Excerpted passage:
Unfortunately as Terris, Romano, and Swigert illustrate in their book, the recent hostility to not only specific decisions of international courts, but to the very idea of international law itself, which predated the Bush Administration, but without question intensified during the last eight years “poses a significant threat to the effectiveness of justice on a global scale.” It is not difficult to figure out why.

The rule of law depends on public trust and confidence in the Judiciary. Therefore while judges’ real independence from political prejudices and pressure is vital, it is equally or perhaps even more important that the judges’ independence be perceived and understood clearly. This is even more important for international judges and their courts than for domestic judges. The independence of international courts and judges is much more suspect because the very legitimacy of international law itself is still a matter of serious debate.

The debate over the legitimacy of “international law” is very real. It is ongoing and not without intellectual foundation. It should not therefore be dismissed or ignored. Rather all side of the debate should be reexamined carefully and respectfully, but not in an ideological straight jacket or vacuum. Those who favor the application international law through international tribunals should get equal time and consideration.

Critics of the application of international law even in limited circumstances to parties limited by a well defined Jurisdictional rule continue to sound the rhetorical and policy alarm bell when it is suggested that international law be applied to all. Former Federal Judge Robert Bork says, “International law is not law, but politics.” He then goes on to explain, “For that reason, it is dangerous to give the name ‘law’ which summons up respect to political struggles that are essentially lawless.” Former Secretary Of State Henry Kissinger reaches the same conclusion, but for opposite reasons. Kissinger says, “it is not law that needs to be protected from politics, but politics from law” warning that international adjudication “is being pushed to extremes which risk substituting the ‘Tyranny of Judges’ for that of governments.” “Far better,” Kissinger believes, “to allow political matters to take their course in the arena of diplomacy or even conflict than to allow “the intrusion of ‘unaccountable judges’ into the domain of diplomats.”

This criticism and these warnings have a familiar ring to them. They sound eerily like the usual right wing diatribes against judges generally which have been heard in this country in every election that I can remember. Their validity is dependent on a worldview which presupposes that states and individuals act purely on the basis of power. If that worldview is accepted then as Terris, Romano and Swigert concede “international courts are at best frivolous and at worst destructive.”

Task: Please pick up the passage on international courts and judges after its last sentence and continue it. You won't need the items for this.

Records supplied:
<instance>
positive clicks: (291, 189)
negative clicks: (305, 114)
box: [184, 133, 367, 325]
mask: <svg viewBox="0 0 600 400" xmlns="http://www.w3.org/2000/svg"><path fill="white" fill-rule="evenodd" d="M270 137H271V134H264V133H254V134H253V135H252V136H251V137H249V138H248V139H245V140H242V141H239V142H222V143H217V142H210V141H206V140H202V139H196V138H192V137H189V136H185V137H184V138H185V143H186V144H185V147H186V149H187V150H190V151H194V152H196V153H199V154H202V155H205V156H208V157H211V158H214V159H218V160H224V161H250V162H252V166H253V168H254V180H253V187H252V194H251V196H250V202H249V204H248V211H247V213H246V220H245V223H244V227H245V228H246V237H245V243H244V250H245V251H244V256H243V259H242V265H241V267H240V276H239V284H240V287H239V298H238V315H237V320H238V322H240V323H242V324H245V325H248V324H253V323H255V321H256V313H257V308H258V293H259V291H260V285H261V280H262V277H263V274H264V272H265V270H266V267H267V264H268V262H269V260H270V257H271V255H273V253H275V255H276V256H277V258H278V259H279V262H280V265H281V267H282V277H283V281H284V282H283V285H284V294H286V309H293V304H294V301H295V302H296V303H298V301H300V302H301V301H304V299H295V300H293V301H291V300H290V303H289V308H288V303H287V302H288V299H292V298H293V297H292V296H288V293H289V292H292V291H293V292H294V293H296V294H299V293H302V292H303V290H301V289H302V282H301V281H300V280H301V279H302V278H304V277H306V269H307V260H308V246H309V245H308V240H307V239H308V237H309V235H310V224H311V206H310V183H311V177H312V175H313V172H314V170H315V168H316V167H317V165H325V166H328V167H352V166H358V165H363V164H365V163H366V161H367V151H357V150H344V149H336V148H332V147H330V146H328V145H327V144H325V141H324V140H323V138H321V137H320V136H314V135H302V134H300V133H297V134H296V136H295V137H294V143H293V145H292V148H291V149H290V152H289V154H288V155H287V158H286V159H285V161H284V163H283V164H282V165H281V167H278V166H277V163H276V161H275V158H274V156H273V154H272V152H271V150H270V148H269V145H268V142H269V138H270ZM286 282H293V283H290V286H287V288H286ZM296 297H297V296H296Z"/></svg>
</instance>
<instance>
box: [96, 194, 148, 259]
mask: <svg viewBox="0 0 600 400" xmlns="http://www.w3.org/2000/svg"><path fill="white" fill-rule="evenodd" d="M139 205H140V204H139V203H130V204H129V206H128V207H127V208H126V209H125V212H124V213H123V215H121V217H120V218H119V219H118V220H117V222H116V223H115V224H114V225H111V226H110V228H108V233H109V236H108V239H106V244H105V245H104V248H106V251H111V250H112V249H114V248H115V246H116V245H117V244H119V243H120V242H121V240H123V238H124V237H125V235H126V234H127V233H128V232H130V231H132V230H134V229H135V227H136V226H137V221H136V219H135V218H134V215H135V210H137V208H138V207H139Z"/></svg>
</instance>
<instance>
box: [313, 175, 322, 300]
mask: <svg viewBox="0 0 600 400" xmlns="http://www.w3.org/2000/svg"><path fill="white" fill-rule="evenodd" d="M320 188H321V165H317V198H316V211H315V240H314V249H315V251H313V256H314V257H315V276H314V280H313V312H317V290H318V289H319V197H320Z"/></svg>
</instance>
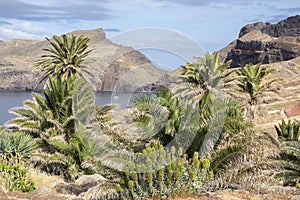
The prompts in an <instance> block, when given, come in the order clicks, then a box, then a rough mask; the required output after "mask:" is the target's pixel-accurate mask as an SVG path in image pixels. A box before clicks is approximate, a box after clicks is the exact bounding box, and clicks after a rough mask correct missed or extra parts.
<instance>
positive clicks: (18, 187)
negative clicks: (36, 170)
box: [0, 164, 35, 192]
mask: <svg viewBox="0 0 300 200" xmlns="http://www.w3.org/2000/svg"><path fill="white" fill-rule="evenodd" d="M0 180H2V181H1V182H2V184H3V186H4V187H5V188H6V189H7V190H8V191H10V192H12V191H20V192H31V191H33V190H34V189H35V185H34V183H33V182H32V181H31V180H30V179H29V178H28V176H27V170H26V169H21V168H20V167H19V166H13V165H6V164H0Z"/></svg>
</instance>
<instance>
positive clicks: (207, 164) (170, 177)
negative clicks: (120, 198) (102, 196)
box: [116, 146, 213, 199]
mask: <svg viewBox="0 0 300 200" xmlns="http://www.w3.org/2000/svg"><path fill="white" fill-rule="evenodd" d="M143 163H145V164H143ZM209 168H210V161H209V160H207V159H200V158H199V155H198V152H195V153H194V156H193V158H192V159H191V160H187V159H186V158H185V156H184V155H183V151H182V149H181V148H179V149H178V150H176V148H175V147H171V149H170V150H164V148H163V147H162V146H158V147H152V148H150V147H148V148H147V149H145V150H144V152H143V154H142V155H141V156H140V157H139V159H138V161H137V162H135V164H134V163H132V162H130V163H128V165H127V166H126V167H125V169H124V179H122V180H121V181H120V184H117V185H116V190H117V192H119V194H120V195H121V196H122V197H124V198H125V197H126V198H125V199H127V198H131V199H143V198H160V199H163V198H167V197H170V196H176V195H181V194H189V195H197V194H199V192H200V191H201V190H203V187H204V186H205V184H206V183H207V182H208V181H209V180H211V179H213V172H212V171H209Z"/></svg>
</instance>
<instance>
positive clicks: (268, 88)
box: [234, 64, 280, 121]
mask: <svg viewBox="0 0 300 200" xmlns="http://www.w3.org/2000/svg"><path fill="white" fill-rule="evenodd" d="M274 70H275V69H273V68H265V67H262V66H261V65H260V64H257V65H253V64H247V65H245V66H244V67H240V68H238V69H236V70H234V72H235V73H236V76H235V77H234V79H235V82H236V86H237V92H238V93H240V94H243V95H246V99H247V100H248V105H249V106H250V108H249V115H250V121H253V120H254V119H255V105H256V104H257V100H258V98H259V97H262V96H264V95H265V94H267V93H270V92H271V93H277V91H276V90H275V89H274V88H272V85H273V83H274V82H276V81H278V80H280V79H278V78H276V79H271V80H266V77H267V75H268V74H270V73H271V72H273V71H274Z"/></svg>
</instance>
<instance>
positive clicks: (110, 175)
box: [0, 35, 300, 199]
mask: <svg viewBox="0 0 300 200" xmlns="http://www.w3.org/2000/svg"><path fill="white" fill-rule="evenodd" d="M48 41H49V42H50V44H51V48H49V49H45V51H46V52H48V53H49V54H46V55H44V56H43V57H42V58H41V59H40V60H38V61H37V62H36V67H37V70H38V71H39V74H40V83H42V82H43V81H45V86H44V89H43V95H39V94H37V93H34V92H33V93H32V100H26V101H25V102H24V106H23V107H20V108H12V109H11V110H10V112H11V113H13V114H15V115H16V118H14V119H12V120H10V121H9V122H7V124H6V125H7V127H6V129H5V130H1V134H0V151H1V158H0V159H1V160H0V179H1V180H3V181H1V183H3V186H2V187H3V188H5V189H6V190H8V191H23V192H27V191H32V190H34V188H35V185H34V183H33V182H32V181H31V180H30V179H29V178H28V177H27V170H26V169H25V167H24V166H25V165H27V166H28V165H30V166H31V167H32V168H36V169H39V170H40V171H43V172H46V173H48V174H50V175H59V176H62V177H64V179H65V180H66V181H70V182H72V181H74V180H76V179H77V178H78V177H80V176H81V175H83V174H94V173H98V174H101V175H103V176H105V177H107V178H108V179H111V180H116V178H118V179H120V183H118V184H116V186H115V189H116V191H117V192H118V195H119V197H120V198H124V199H128V198H132V199H143V198H147V197H148V198H167V197H170V196H177V195H184V196H185V195H195V196H197V195H199V193H200V192H201V191H203V190H206V189H207V188H209V187H219V186H220V185H226V184H227V185H230V184H239V185H240V186H244V187H248V188H249V187H252V186H254V184H255V183H257V184H259V183H260V182H261V181H269V179H275V178H279V179H283V180H284V182H285V184H289V185H294V186H295V185H297V184H299V180H300V173H299V167H300V165H299V164H300V163H299V156H300V154H299V152H300V145H299V141H300V130H299V126H300V125H299V122H296V121H295V122H291V121H289V122H285V121H283V122H282V123H281V124H279V125H278V127H276V131H277V133H278V136H279V140H277V139H276V138H274V137H272V136H271V135H270V134H268V133H260V132H257V131H256V130H255V129H254V124H253V123H254V122H255V115H256V112H255V106H256V104H257V99H258V98H263V97H264V96H265V95H266V94H267V93H269V92H274V91H275V90H274V89H273V88H272V84H273V83H274V82H275V81H278V80H277V79H273V80H270V81H265V77H266V76H267V75H268V74H269V73H270V72H271V71H272V70H274V69H265V68H263V67H262V66H261V65H251V64H249V65H246V66H245V67H241V68H238V69H234V70H228V69H227V68H228V66H229V64H230V63H219V60H218V53H216V54H214V55H210V54H206V55H205V57H204V58H196V60H195V62H193V63H187V64H186V65H185V66H182V67H181V68H180V69H179V70H178V74H177V76H178V82H177V83H176V84H175V85H174V86H170V87H169V88H165V89H163V90H160V91H157V92H156V94H152V95H142V94H141V95H139V96H137V97H136V98H135V99H133V103H132V106H131V107H129V108H127V109H125V111H122V112H120V114H119V115H121V116H122V115H124V116H123V118H122V117H121V118H120V117H119V118H114V115H112V114H111V111H112V110H113V109H114V107H115V106H114V105H106V106H96V105H95V104H94V100H95V97H94V93H93V85H91V81H90V80H91V73H90V71H91V70H90V69H89V68H88V65H87V63H86V61H85V59H86V58H87V57H88V55H89V53H90V52H91V50H89V48H88V42H89V39H88V38H86V37H84V36H83V35H80V36H76V35H72V36H66V35H63V36H62V40H61V39H60V38H59V37H57V36H54V37H53V40H50V39H48ZM241 99H246V100H247V101H246V104H243V103H242V102H243V101H241ZM266 146H268V148H269V149H271V150H267V149H264V148H265V147H266ZM116 147H118V148H116ZM266 169H267V170H266ZM270 174H275V175H274V176H271V177H269V175H270ZM266 177H269V178H267V179H268V180H265V179H266Z"/></svg>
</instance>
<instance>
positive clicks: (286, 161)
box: [275, 120, 300, 187]
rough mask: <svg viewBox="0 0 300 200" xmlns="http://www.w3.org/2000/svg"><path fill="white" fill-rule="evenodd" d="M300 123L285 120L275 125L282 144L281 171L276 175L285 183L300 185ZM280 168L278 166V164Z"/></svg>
mask: <svg viewBox="0 0 300 200" xmlns="http://www.w3.org/2000/svg"><path fill="white" fill-rule="evenodd" d="M299 127H300V123H299V122H298V121H293V122H292V121H291V120H288V122H287V123H286V122H285V121H284V120H283V121H282V122H281V124H279V127H277V126H275V128H276V131H277V134H278V136H279V140H280V144H281V146H280V147H281V152H280V157H279V159H280V160H281V161H282V162H280V163H279V167H281V169H279V171H277V173H276V177H277V178H279V179H282V180H283V181H284V184H285V185H293V186H295V185H296V186H297V187H300V130H299ZM277 168H278V166H277Z"/></svg>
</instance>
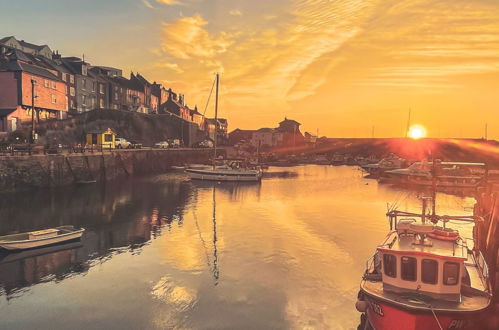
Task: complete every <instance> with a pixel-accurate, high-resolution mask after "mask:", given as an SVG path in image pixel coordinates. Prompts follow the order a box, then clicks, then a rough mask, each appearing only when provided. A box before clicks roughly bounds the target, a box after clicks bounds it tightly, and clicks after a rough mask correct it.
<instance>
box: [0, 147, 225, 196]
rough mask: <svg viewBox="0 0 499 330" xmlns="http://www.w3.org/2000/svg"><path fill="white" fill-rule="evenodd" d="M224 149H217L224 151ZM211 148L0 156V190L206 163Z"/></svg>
mask: <svg viewBox="0 0 499 330" xmlns="http://www.w3.org/2000/svg"><path fill="white" fill-rule="evenodd" d="M223 152H224V150H219V153H223ZM212 157H213V151H212V150H210V149H165V150H160V149H141V150H113V151H105V152H98V153H97V152H96V153H83V154H56V155H31V156H2V157H0V192H13V191H19V190H26V189H31V188H43V187H57V186H64V185H70V184H74V183H82V182H88V181H97V182H102V181H109V180H115V179H118V178H122V177H130V176H140V175H147V174H155V173H162V172H166V171H168V170H169V169H171V166H179V165H184V164H186V163H206V162H208V161H209V160H210V159H211V158H212Z"/></svg>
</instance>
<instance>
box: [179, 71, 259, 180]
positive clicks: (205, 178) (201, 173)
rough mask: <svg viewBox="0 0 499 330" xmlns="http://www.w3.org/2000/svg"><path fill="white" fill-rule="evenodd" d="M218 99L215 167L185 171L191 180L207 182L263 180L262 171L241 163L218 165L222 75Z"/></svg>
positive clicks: (221, 164) (216, 92) (215, 134)
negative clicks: (245, 167) (194, 179)
mask: <svg viewBox="0 0 499 330" xmlns="http://www.w3.org/2000/svg"><path fill="white" fill-rule="evenodd" d="M215 79H216V98H215V136H214V139H213V140H214V141H213V165H212V166H204V167H196V168H193V167H190V168H187V169H186V170H185V171H186V173H187V174H189V176H190V178H191V179H195V180H207V181H260V180H261V179H262V174H263V173H262V170H261V169H248V168H244V167H243V166H242V165H243V164H242V162H241V161H232V162H224V163H223V164H217V163H216V160H217V137H218V91H219V86H220V75H219V74H218V73H217V75H216V78H215Z"/></svg>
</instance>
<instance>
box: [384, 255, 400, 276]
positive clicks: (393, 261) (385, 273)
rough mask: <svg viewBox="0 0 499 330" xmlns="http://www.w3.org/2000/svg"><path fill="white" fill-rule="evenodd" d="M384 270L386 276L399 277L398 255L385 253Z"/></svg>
mask: <svg viewBox="0 0 499 330" xmlns="http://www.w3.org/2000/svg"><path fill="white" fill-rule="evenodd" d="M383 270H384V271H385V275H386V276H390V277H397V257H395V256H394V255H393V254H384V255H383Z"/></svg>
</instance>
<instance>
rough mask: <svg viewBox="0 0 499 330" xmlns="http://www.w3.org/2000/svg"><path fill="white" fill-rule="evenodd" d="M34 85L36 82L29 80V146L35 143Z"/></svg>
mask: <svg viewBox="0 0 499 330" xmlns="http://www.w3.org/2000/svg"><path fill="white" fill-rule="evenodd" d="M35 85H36V80H35V79H31V136H30V144H34V143H35V98H36V96H35ZM30 149H31V148H30Z"/></svg>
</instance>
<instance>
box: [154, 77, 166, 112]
mask: <svg viewBox="0 0 499 330" xmlns="http://www.w3.org/2000/svg"><path fill="white" fill-rule="evenodd" d="M151 90H152V92H151V93H152V94H153V95H154V96H156V97H157V98H158V112H159V110H160V106H161V105H162V104H163V103H165V102H166V101H167V100H168V96H169V92H168V89H166V88H165V87H164V86H162V85H161V84H158V83H156V82H153V84H152V88H151Z"/></svg>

Response to this task:
That worldview however is clearly not universally reality based. International courts have taken their place alongside a host of institutions that created or evolved from new and innovative forms of global politics, where non-governmental actors work alongside powerful governments where at times symbolic action plays as prominent a role as military might, where persuasion can and where governments have evidenced a stake in reigning in their own excesses if it also means reigning in the excesses of their former leaders, their neighbors and enemies.

This new world and reality should not be ignored. The fact that the interdependence of our world is not yet fully recognized is not a reason for our country to refuse to consider resuming our historical role as an advocate for international courts with binding authority. President William Howard Taft, not exactly a great liberal, called for an international court as “a better method of settling controversies than war” in 1910. President Theodore Roosevelt, not exactly a left wing pacifist type hailed “the great advance which the world is making toward the substitution of the rule of reason and justice for simple force. “

President-Elect Barack Obama should follow in their visionary footsteps with his usual eloquence and what appears so far to be his almost equally impressive organizational skills to point out to the citizens of the U.S. and the world that “when idealistic principals are wholesale surrendered to realistic politics, humanity becomes the victim.” Let us all hope on the contrary for peace on earth, good will to all beginning in 2009 through the application of international law. Happy New Year.